*** Opening of TEXT UNDER STUDY ***

Method 2: Manual Extraction

# Read PDF content directly
cat input.pdf | strings | grep -v "^%" > output.txt

Output Format:

Plain text with preserved paragraphs
Section headers identified
Metadata preserved in comments

Step 3: Parse Tables

Detection:

Identify table boundaries by alignment patterns
Detect column separators
Extract headers

Extraction:

# Use scripts/parse_tables.py
python3 scripts/parse_tables.py input.pdf --format csv

Output Formats:

CSV: table_1.csv, table_2.csv, ...
JSON: Structured data with headers
Markdown: Pipe-formatted tables

Step 4: Extract Images

Process:

Scan PDF for embedded images
Extract image data
Save to numbered files

# Use scripts/extract_images.py
python3 scripts/extract_images.py input.pdf --output-dir images/

Output:

images/
├── page_1_image_1.png
├── page_1_image_2.jpg
├── page_2_image_1.png
└── ...

*** Close of TEXT UNDER STUDY ***

WHAT IS BEING ASKED:
Transcribe the portion of the PDF extraction steps that opens with the words "Identify table boundaries" and closes with "table_1.csv, table_2.csv, ...". The listing has no connection to the PDF extraction steps above.

*** Opening of LISTED RECORDS ***

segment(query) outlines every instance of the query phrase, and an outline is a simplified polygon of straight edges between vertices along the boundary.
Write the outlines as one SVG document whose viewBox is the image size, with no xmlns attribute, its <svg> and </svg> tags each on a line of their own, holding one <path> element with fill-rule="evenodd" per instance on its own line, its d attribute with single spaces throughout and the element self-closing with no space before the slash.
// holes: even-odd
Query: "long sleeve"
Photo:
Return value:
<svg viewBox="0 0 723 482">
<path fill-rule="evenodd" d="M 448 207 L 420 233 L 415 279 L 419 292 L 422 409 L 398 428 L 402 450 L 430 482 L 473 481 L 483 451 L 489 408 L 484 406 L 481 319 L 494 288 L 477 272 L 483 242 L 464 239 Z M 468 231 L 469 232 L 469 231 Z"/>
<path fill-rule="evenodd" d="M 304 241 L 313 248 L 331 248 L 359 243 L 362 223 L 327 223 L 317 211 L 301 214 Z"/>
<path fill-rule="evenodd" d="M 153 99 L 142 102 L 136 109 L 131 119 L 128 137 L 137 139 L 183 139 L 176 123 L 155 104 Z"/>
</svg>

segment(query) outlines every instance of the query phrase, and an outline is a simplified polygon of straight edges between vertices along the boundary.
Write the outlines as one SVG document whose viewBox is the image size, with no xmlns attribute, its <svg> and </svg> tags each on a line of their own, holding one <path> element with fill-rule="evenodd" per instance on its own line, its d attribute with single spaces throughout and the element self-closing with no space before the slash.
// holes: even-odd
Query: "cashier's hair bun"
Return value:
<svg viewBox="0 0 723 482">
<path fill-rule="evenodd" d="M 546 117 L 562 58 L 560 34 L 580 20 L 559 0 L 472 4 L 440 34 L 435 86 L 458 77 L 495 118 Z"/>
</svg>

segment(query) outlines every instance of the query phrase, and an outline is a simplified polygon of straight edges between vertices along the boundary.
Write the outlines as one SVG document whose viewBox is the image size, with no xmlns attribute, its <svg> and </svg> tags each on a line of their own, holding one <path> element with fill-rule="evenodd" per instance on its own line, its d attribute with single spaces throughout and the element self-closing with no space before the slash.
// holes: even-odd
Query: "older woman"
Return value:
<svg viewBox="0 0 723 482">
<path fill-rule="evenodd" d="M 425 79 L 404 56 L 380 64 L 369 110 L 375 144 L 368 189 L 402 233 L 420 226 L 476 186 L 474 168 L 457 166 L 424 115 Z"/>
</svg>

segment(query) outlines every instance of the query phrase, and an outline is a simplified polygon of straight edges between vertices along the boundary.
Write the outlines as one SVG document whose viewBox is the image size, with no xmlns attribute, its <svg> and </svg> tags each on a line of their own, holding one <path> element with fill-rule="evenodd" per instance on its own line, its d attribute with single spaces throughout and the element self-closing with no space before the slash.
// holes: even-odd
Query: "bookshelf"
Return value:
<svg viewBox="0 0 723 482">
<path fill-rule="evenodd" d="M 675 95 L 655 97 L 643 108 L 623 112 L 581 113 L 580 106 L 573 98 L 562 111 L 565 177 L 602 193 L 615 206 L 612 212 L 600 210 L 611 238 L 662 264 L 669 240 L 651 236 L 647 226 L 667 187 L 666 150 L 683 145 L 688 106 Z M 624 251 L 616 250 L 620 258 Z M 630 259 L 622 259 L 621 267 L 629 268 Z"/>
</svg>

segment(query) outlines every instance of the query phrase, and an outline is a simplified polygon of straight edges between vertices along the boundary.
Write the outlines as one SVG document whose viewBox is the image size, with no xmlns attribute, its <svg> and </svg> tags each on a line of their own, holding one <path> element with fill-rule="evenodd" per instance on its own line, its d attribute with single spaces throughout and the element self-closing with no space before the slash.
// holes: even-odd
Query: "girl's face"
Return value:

*** Close of LISTED RECORDS ***

SOLUTION FOR THIS EXERCISE:
Identify table boundaries by alignment patterns
Detect column separators
Extract headers

Extraction:

# Use scripts/parse_tables.py
python3 scripts/parse_tables.py input.pdf --format csv

Output Formats:

CSV: table_1.csv, table_2.csv, ...